Data for the task
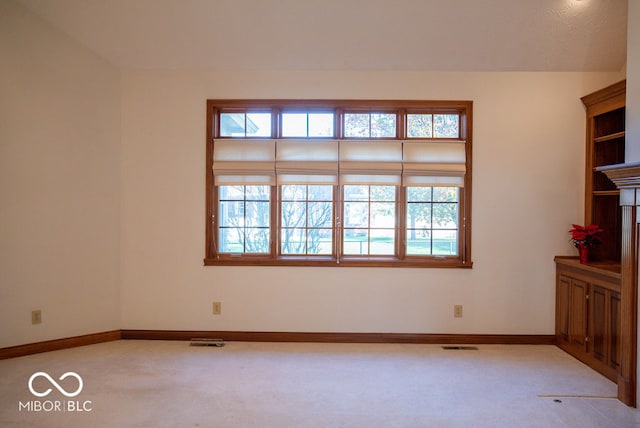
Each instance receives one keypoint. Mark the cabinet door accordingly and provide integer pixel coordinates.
(600, 324)
(578, 312)
(604, 328)
(563, 292)
(614, 354)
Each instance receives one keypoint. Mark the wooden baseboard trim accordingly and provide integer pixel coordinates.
(54, 345)
(266, 336)
(251, 336)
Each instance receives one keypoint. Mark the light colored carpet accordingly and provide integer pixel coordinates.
(172, 384)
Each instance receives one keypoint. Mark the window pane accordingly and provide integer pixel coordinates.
(293, 241)
(232, 124)
(383, 125)
(419, 194)
(382, 242)
(294, 124)
(432, 220)
(258, 124)
(231, 192)
(445, 216)
(419, 242)
(231, 240)
(356, 214)
(356, 242)
(419, 216)
(446, 126)
(256, 214)
(320, 214)
(294, 192)
(445, 242)
(320, 124)
(257, 193)
(356, 193)
(356, 125)
(294, 214)
(320, 193)
(419, 125)
(320, 241)
(445, 194)
(231, 214)
(383, 193)
(243, 219)
(383, 214)
(256, 240)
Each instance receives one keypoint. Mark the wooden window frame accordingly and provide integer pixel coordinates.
(400, 259)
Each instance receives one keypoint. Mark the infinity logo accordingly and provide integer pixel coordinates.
(54, 383)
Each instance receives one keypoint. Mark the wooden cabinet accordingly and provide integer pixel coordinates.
(588, 313)
(605, 145)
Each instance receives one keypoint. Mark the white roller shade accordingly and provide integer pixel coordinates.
(244, 162)
(433, 163)
(371, 162)
(307, 161)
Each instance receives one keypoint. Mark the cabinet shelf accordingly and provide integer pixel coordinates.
(606, 193)
(609, 137)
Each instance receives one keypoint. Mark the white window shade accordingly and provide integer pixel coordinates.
(371, 162)
(307, 162)
(244, 162)
(434, 163)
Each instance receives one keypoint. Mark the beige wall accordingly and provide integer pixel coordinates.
(59, 184)
(102, 189)
(528, 189)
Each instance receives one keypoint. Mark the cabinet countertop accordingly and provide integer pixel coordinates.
(606, 268)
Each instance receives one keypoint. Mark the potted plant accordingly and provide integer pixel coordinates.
(584, 237)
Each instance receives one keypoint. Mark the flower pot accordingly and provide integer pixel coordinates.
(584, 253)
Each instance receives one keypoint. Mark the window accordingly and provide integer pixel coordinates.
(306, 220)
(339, 183)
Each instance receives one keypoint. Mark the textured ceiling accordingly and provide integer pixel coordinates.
(445, 35)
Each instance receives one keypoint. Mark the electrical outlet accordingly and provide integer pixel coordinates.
(217, 308)
(457, 311)
(36, 316)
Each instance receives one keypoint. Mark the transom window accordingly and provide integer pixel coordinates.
(338, 183)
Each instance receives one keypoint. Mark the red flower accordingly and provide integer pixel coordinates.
(585, 235)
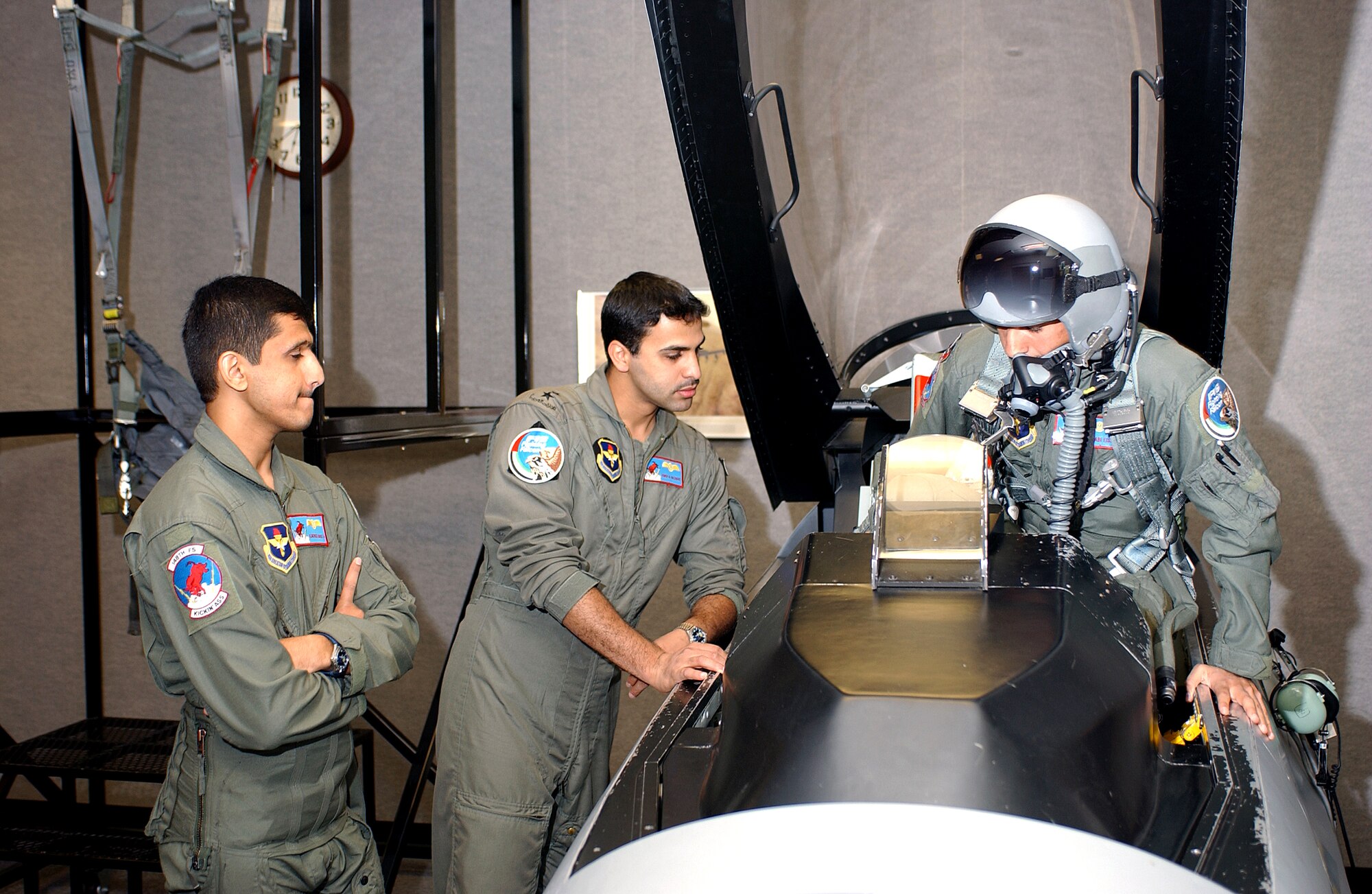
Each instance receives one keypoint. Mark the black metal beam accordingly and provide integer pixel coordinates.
(433, 207)
(87, 443)
(1187, 287)
(312, 206)
(364, 432)
(523, 280)
(785, 381)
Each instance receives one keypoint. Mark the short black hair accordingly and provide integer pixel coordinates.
(639, 302)
(235, 313)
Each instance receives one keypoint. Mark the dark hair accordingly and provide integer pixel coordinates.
(235, 313)
(639, 302)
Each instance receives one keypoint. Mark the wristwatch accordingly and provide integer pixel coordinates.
(340, 661)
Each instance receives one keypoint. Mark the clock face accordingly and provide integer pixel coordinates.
(335, 126)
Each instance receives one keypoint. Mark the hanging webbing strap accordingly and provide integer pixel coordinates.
(1137, 469)
(274, 38)
(105, 224)
(234, 136)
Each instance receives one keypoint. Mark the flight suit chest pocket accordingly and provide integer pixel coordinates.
(287, 594)
(1237, 491)
(665, 513)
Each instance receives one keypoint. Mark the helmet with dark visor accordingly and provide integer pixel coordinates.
(1016, 277)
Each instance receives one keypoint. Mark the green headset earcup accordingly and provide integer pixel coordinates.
(1305, 703)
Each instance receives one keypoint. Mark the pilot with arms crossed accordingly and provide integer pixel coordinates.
(1105, 430)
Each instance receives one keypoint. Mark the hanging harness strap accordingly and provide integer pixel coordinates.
(234, 136)
(105, 224)
(1139, 471)
(982, 402)
(274, 38)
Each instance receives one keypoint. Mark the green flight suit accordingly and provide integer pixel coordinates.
(261, 792)
(1230, 486)
(528, 709)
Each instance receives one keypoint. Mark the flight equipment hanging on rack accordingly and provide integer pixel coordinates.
(119, 458)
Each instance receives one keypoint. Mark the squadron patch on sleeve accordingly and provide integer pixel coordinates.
(279, 548)
(198, 580)
(536, 456)
(308, 530)
(665, 471)
(608, 460)
(1219, 409)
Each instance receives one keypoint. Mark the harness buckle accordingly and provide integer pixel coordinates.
(1116, 568)
(1113, 475)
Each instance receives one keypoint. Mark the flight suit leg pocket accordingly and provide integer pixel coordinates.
(497, 848)
(1235, 491)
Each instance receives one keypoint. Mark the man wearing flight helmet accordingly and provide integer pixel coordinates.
(1105, 430)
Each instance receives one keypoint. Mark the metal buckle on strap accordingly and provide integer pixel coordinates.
(1116, 568)
(1113, 473)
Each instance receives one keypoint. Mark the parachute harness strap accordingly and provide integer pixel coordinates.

Set task
Make an exact copy of the records shown above, without the pictures.

Written answer
Each instance receives one keypoint. Mark the cabinet door accordingly and provide integer pixel coordinates.
(600, 324)
(578, 312)
(604, 328)
(563, 292)
(614, 354)
Each instance receives one keypoint. Mark the wooden baseboard trim accordingly and provide integer pixel coordinates.
(54, 345)
(266, 336)
(251, 336)
Each instance receives one keypoint. Mark the light colored carpet accordingly and provide integer pixel coordinates.
(172, 384)
Each instance receives one keypoint. Mark the window pane accordingly and provide integer pixel coordinates.
(293, 241)
(232, 124)
(383, 125)
(419, 194)
(382, 242)
(294, 124)
(432, 220)
(258, 124)
(231, 192)
(445, 216)
(419, 242)
(231, 240)
(356, 214)
(356, 242)
(419, 216)
(446, 126)
(256, 214)
(320, 214)
(294, 192)
(445, 242)
(320, 124)
(257, 193)
(356, 193)
(356, 125)
(294, 214)
(320, 193)
(419, 125)
(320, 241)
(445, 194)
(231, 214)
(383, 193)
(243, 219)
(383, 214)
(256, 240)
Each instance receives one keypoint. Mark the wooden window frame accordingly and provide integer pixel coordinates.
(400, 259)
Each instance receives one keypoint. Mark the infinity logo accordingly and provide integer pixel coordinates.
(54, 383)
Each instance receives one keypoint. Mark the wooden cabinet accordingly and provide integer pixel coordinates.
(588, 313)
(605, 145)
Each instance receives one keypoint. Mark the white roller shade accordingly and provide integer pixel coordinates.
(244, 162)
(433, 163)
(371, 162)
(307, 161)
Each instance receives one keypoint. Mark the cabinet shelf accordingly and provide integer pixel coordinates.
(606, 193)
(609, 137)
Each instance receives one keypoint. Mark the white window shade accordingly and provide integer pixel coordinates.
(371, 162)
(307, 162)
(244, 162)
(434, 163)
Each instance receives one keypoint. Mark the beige wall accordingly and provide integer pixel coordinates.
(59, 184)
(102, 189)
(528, 189)
Each instance receives one keypoint. Mark the cabinet countertop accordingly and provide integer pixel coordinates.
(606, 268)
Each instance receives one keypoint. Mark the potted plant accordingly and provide integer pixel coordinates.
(584, 237)
Each instance receives one keypoint. Mark the flower pot accordingly and provide integer pixel coordinates.
(584, 253)
Each instance receives one keypoint. Mark the window accordingly and provide integer pixel coordinates.
(306, 220)
(339, 183)
Each instance receives one keypoint. Mark the textured ceiling accordingly and provide integer pixel coordinates.
(445, 35)
Each instance receives one keypoint. Mark the electrical outlet accordingly and provide integer pixel coordinates.
(217, 308)
(457, 311)
(36, 316)
Each instance receives one keypoint. Mark the transom window accordingly and provide integer pixel coordinates.
(338, 183)
Each instance receives one keypoint. Mark the red flower accordingly and provide integer pixel coordinates.
(585, 235)
Each instance receives one keypoint. Mark the black metal beam accordingly and provide integer pixel coordinates.
(433, 207)
(87, 443)
(1187, 287)
(312, 206)
(364, 432)
(523, 280)
(785, 381)
Each instance receives one keypoint. Mark the short black hair accordingly and provide integer pixel coordinates.
(639, 302)
(235, 313)
Each instance receives one keypoint. Mark the dark hair accordingly and provide integer pixel coordinates.
(235, 313)
(639, 302)
Each instance receives one keypoint. Mark the wristwatch accordingly and provide integer pixel coordinates.
(340, 661)
Each instance receives one keypoint. Mark the clock face accordingly and provide integer pixel coordinates.
(335, 126)
Each instance receives one keypoint. Mark the hanging webbing strap accordingly and provide integer pixel coordinates.
(1137, 469)
(274, 38)
(105, 224)
(234, 136)
Each instance receives one keypoint. Mark the flight suit chest pocket accordingly and provide integer pixel coordinates.
(287, 594)
(1237, 491)
(665, 513)
Each instance receives one keypoint. Mark the helmet with dark visor accordingly and provide integer pixel coordinates.
(1016, 277)
Each instance receives one keypoint. Mark the green headset earcup accordingly and provide integer pixel coordinates.
(1305, 703)
Each instance receives one keypoint. Mark the pilot with arms crossed accordingly and provide integer pixel coordinates.
(1105, 430)
Each instance receives one keypoint. Mark the hanging harness strap accordingly and provide integer pixel coordinates.
(234, 136)
(105, 224)
(1139, 471)
(982, 402)
(274, 38)
Each instance receives one keypoint. Mark the green flight suit accordingly and provide integer pixel coordinates.
(261, 792)
(1230, 486)
(528, 709)
Each instance receives one keypoint. Mark the flight equipment hanging on rack accordingly and provide integer pixel coordinates.
(119, 458)
Each instance receives one keypoint. Mark the squadron patch on sleeve accordingly and provide integer pixel coordinates.
(279, 548)
(198, 580)
(536, 456)
(308, 530)
(665, 471)
(608, 460)
(1219, 409)
Each instance receives one keypoint. Mark the harness buckle accordingly and provide integer pixel coordinates.
(1116, 568)
(1113, 475)
Each instance receives one keypoint. Mark the flight suit leg pocket accordingly and provide integer pixel coordinates.
(497, 848)
(1235, 491)
Each instance receives one keypoint. Mark the man wearing flight helmet accordingly and provide integer pixel coordinates.
(1105, 430)
Each instance receives one keypoint. Mark the metal buckle on strap accordingly and provide integer pixel coordinates.
(1116, 568)
(1113, 473)
Each instance receives one keypoint. Mark the parachute harness strap accordingly and provide integer pixel coordinates.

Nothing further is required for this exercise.